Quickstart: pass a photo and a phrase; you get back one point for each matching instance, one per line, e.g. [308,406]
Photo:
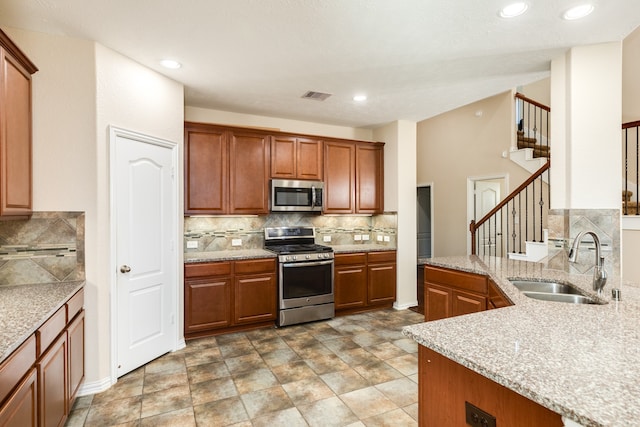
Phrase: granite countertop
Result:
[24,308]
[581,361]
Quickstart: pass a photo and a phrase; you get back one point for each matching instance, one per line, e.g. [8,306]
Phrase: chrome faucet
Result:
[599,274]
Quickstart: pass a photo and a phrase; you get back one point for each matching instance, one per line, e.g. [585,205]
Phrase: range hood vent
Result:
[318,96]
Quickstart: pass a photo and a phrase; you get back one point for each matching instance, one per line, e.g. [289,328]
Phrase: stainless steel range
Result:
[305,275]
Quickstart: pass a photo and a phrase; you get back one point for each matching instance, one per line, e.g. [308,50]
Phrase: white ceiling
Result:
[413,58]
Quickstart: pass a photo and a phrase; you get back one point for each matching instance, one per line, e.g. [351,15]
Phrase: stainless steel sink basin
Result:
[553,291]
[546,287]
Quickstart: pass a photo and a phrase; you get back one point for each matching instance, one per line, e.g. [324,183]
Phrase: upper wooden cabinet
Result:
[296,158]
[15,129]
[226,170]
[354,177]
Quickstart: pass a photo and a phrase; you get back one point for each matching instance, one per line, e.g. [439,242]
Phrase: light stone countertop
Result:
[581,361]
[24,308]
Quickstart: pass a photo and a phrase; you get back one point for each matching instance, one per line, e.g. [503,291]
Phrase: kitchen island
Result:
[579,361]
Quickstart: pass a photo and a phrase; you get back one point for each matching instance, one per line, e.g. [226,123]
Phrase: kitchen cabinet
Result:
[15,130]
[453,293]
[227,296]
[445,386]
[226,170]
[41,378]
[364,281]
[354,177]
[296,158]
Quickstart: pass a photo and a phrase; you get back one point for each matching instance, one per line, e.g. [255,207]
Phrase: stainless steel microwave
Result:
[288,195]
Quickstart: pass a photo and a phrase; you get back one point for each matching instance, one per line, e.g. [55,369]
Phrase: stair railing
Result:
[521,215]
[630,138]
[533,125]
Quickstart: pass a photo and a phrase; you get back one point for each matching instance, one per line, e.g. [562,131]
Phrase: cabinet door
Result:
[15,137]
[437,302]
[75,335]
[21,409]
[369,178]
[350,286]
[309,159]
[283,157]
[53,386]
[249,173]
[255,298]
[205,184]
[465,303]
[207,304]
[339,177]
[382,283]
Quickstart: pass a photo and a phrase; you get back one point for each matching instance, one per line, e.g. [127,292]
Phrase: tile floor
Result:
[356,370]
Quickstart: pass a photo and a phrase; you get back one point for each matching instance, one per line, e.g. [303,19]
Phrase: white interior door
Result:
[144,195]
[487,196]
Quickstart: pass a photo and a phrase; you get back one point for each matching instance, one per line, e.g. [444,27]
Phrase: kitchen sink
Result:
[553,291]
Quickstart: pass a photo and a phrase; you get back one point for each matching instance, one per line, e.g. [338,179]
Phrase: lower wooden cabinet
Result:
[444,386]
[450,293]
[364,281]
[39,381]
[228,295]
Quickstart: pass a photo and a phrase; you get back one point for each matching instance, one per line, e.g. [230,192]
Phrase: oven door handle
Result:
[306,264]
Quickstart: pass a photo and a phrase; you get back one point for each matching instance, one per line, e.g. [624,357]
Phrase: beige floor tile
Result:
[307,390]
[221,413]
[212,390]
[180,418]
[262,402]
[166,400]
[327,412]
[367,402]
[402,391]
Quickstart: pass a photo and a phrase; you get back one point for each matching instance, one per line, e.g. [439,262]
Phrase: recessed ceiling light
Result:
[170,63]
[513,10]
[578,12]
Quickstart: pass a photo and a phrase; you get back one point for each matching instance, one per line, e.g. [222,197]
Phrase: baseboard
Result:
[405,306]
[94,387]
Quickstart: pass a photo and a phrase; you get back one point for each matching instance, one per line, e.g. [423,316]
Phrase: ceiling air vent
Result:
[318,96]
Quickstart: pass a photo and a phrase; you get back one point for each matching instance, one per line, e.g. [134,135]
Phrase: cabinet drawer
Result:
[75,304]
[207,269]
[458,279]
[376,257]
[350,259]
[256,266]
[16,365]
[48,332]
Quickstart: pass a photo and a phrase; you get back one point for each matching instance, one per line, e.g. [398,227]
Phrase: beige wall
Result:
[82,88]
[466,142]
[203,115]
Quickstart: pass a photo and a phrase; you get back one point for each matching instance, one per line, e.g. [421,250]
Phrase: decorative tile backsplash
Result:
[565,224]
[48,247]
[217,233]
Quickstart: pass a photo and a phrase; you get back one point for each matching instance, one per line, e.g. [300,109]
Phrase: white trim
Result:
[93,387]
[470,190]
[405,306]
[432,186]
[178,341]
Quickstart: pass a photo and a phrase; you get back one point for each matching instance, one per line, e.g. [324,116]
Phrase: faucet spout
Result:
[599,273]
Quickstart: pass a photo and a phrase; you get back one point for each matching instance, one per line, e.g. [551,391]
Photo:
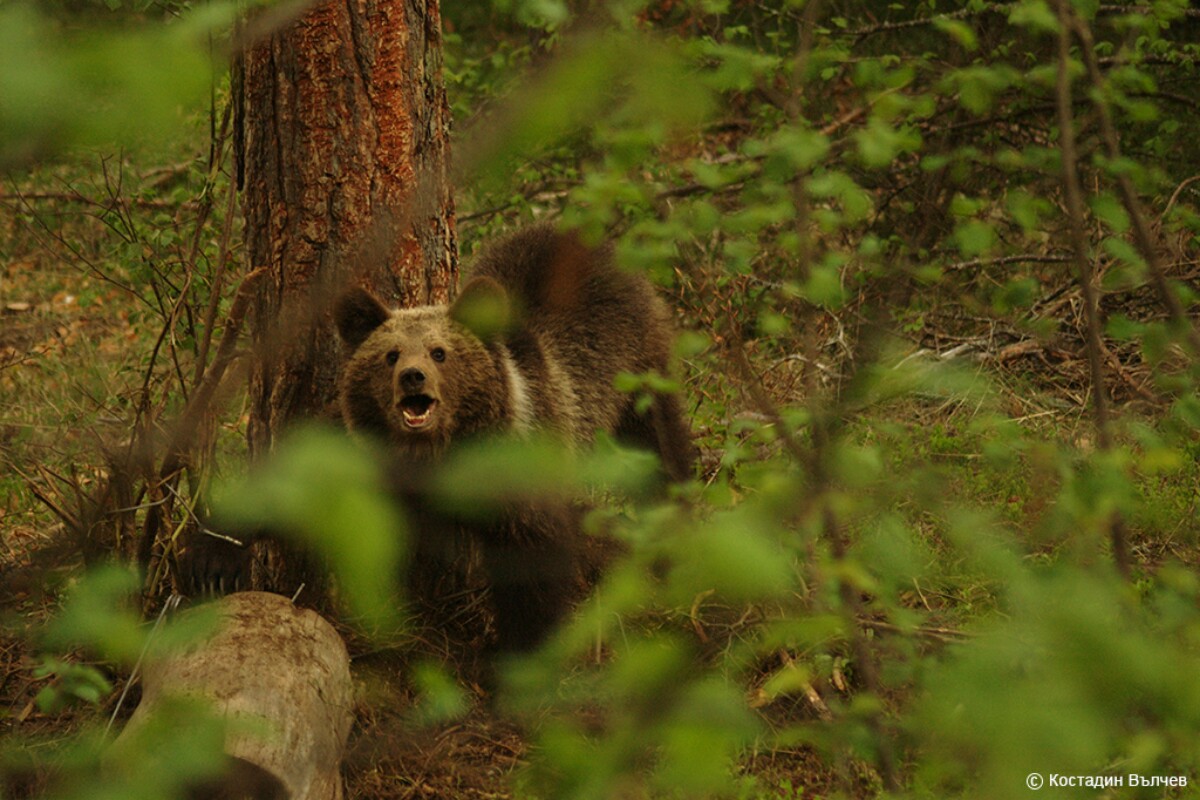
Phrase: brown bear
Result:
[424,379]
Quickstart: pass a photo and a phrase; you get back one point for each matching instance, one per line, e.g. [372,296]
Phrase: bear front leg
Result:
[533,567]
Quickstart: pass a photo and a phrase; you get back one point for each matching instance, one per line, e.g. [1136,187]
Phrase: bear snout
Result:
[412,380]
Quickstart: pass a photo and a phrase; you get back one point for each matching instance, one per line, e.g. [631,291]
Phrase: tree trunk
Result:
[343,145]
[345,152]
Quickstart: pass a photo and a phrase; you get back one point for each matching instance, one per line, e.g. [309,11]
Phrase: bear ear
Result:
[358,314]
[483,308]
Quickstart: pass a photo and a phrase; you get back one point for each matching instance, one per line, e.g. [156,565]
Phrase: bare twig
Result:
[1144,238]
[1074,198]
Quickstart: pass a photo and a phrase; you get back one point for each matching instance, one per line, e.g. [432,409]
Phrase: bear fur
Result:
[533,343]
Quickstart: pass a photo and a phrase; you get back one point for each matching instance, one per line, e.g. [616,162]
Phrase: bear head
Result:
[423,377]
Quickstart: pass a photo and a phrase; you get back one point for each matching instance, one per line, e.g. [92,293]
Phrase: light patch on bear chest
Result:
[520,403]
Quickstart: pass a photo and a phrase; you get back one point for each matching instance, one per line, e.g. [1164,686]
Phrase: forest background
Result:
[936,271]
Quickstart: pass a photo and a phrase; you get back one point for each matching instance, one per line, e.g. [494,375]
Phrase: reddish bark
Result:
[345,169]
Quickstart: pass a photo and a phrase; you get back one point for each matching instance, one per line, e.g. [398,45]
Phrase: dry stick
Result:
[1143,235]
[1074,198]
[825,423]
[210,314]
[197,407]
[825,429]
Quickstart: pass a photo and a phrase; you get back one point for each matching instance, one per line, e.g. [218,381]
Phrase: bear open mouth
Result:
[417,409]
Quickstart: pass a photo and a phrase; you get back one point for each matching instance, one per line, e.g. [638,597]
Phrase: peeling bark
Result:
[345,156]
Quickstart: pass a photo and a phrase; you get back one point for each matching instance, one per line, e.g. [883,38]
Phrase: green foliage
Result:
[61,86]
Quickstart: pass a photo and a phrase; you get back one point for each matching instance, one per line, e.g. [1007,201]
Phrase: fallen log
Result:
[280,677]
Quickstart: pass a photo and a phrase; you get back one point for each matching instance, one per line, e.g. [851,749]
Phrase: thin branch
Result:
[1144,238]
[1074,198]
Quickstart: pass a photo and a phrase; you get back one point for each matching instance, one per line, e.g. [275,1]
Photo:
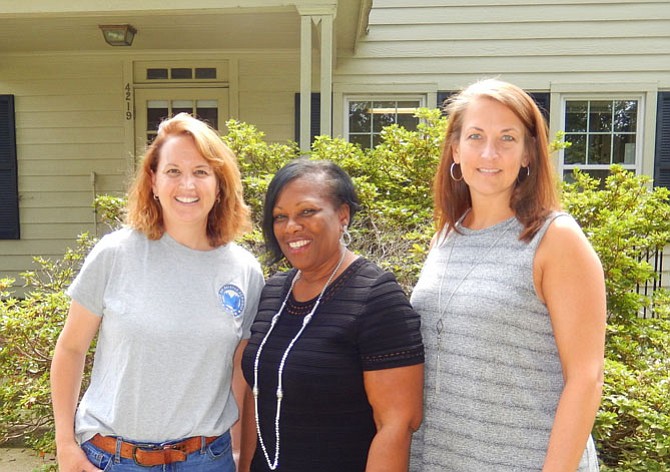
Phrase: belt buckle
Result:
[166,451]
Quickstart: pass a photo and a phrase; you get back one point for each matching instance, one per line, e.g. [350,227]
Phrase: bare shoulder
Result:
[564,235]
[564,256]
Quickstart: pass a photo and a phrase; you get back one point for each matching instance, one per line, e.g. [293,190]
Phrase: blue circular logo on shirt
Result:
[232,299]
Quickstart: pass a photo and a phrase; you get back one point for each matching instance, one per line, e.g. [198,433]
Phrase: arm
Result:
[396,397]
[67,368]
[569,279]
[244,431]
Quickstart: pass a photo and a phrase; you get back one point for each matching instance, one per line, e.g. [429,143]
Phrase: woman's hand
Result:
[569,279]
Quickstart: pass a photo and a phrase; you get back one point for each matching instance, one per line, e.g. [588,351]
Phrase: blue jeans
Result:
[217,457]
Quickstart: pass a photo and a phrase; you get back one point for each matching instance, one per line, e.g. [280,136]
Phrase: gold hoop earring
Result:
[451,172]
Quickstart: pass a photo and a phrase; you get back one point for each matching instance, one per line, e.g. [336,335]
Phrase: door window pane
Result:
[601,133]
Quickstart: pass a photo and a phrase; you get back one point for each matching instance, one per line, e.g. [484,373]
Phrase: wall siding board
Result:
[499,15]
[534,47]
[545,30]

---

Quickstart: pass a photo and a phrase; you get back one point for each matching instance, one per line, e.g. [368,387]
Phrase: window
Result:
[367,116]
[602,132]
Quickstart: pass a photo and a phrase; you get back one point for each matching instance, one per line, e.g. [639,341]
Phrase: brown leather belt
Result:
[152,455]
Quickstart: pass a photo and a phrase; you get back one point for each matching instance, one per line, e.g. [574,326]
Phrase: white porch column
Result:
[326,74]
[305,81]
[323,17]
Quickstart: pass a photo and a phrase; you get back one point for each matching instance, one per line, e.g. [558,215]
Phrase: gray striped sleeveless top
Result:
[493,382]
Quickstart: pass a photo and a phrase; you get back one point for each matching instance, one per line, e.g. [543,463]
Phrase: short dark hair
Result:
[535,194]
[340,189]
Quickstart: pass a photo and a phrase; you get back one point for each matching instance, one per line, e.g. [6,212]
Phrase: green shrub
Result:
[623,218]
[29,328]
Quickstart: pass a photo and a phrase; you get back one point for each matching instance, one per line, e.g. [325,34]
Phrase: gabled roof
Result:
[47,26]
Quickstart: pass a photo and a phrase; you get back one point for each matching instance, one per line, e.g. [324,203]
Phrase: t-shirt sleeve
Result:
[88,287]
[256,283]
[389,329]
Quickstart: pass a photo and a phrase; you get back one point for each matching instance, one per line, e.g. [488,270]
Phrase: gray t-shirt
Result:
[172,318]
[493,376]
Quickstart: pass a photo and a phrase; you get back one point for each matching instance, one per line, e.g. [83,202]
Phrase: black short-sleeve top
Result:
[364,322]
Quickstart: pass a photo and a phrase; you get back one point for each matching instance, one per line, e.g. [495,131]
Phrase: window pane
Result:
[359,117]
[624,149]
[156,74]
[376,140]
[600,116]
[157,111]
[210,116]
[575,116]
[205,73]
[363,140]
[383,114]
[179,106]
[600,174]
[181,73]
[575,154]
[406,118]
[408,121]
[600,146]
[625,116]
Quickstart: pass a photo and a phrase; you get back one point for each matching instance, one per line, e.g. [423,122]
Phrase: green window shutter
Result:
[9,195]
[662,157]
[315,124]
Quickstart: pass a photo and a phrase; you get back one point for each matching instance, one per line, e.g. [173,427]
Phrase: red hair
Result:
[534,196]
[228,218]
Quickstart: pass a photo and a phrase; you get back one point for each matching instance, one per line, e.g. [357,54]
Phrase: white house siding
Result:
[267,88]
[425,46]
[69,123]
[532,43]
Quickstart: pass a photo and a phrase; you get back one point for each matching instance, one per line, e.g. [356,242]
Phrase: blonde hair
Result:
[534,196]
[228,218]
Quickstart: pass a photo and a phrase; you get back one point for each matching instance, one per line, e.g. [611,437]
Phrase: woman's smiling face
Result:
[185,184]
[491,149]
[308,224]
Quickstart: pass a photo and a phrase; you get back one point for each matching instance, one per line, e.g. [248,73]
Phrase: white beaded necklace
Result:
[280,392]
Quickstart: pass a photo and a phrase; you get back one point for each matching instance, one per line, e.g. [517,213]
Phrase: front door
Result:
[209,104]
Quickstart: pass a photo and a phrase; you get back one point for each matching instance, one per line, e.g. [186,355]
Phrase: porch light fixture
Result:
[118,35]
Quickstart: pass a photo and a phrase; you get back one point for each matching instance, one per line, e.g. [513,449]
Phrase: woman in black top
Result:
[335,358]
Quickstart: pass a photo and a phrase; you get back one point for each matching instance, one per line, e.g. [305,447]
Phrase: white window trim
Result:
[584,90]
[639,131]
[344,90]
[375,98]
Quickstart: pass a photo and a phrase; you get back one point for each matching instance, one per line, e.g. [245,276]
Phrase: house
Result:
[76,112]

==

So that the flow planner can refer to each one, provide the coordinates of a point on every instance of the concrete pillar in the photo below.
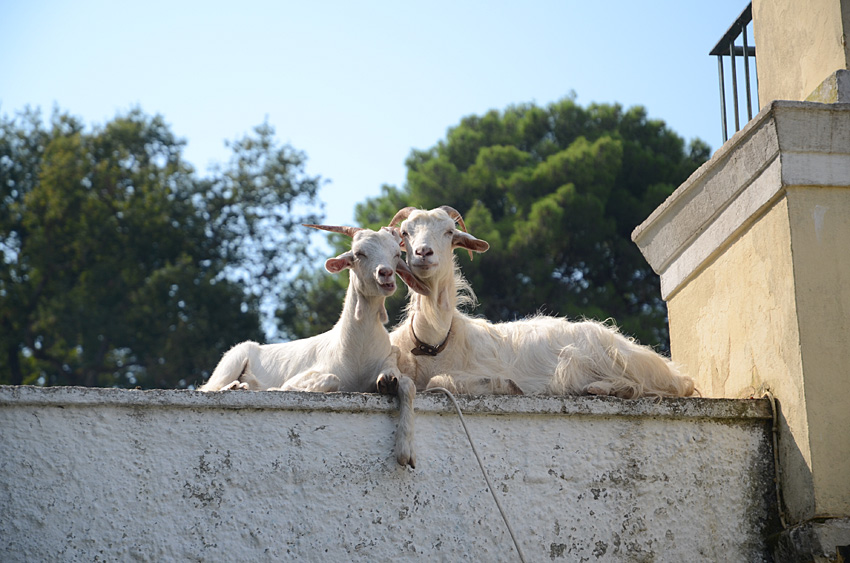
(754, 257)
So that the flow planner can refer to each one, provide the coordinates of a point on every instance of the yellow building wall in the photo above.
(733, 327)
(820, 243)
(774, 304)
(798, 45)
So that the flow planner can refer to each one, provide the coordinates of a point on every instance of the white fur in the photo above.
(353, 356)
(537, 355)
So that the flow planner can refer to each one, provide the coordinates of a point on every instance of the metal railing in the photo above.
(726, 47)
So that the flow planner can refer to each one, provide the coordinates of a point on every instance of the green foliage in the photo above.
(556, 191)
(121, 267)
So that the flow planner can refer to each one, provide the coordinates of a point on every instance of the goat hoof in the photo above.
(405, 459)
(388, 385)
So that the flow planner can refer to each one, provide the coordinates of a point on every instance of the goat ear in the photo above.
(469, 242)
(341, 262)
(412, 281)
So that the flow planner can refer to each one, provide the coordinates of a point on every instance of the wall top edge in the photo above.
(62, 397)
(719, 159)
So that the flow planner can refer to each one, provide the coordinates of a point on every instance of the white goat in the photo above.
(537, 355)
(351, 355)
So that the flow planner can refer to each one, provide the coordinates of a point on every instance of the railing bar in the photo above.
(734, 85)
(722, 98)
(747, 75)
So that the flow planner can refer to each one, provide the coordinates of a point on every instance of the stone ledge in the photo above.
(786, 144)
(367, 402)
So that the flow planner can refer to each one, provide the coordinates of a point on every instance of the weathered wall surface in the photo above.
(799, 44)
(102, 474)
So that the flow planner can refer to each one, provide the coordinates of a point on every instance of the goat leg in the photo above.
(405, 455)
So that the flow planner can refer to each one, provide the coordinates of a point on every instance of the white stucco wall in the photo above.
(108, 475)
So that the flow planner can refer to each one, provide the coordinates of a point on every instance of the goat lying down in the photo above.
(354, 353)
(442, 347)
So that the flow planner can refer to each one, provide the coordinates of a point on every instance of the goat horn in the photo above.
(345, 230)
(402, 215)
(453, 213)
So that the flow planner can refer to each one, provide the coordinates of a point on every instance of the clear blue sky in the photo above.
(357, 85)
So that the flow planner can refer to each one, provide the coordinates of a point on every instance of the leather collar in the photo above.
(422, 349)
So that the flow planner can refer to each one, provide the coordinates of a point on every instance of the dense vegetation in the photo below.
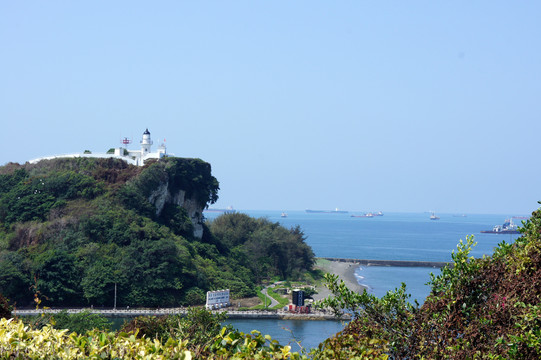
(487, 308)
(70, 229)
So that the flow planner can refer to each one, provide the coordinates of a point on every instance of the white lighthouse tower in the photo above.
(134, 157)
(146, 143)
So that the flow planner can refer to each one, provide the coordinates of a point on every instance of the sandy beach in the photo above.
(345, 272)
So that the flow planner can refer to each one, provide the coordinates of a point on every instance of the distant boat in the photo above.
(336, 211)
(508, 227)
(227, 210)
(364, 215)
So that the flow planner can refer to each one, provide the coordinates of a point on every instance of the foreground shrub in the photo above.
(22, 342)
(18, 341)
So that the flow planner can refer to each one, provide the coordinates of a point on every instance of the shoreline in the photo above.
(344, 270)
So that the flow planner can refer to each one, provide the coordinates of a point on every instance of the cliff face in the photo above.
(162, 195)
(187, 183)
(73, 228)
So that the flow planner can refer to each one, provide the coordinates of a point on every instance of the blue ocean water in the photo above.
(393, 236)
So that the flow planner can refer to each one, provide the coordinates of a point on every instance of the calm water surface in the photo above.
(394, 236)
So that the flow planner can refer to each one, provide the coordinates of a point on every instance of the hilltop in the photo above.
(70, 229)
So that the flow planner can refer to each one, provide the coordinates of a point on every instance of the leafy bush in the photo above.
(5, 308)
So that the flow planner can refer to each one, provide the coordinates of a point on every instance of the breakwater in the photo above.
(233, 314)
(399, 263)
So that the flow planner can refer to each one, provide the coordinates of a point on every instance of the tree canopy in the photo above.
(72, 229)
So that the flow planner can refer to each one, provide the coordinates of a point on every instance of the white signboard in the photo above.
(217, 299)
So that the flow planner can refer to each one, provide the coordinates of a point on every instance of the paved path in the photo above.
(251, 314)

● **Problem requirements**:
Find every line in the records above that contains the word "wooden" and copy each of those lines.

● **Written response**:
Phrase: upper wooden cabinet
Phrase: lower wooden cabinet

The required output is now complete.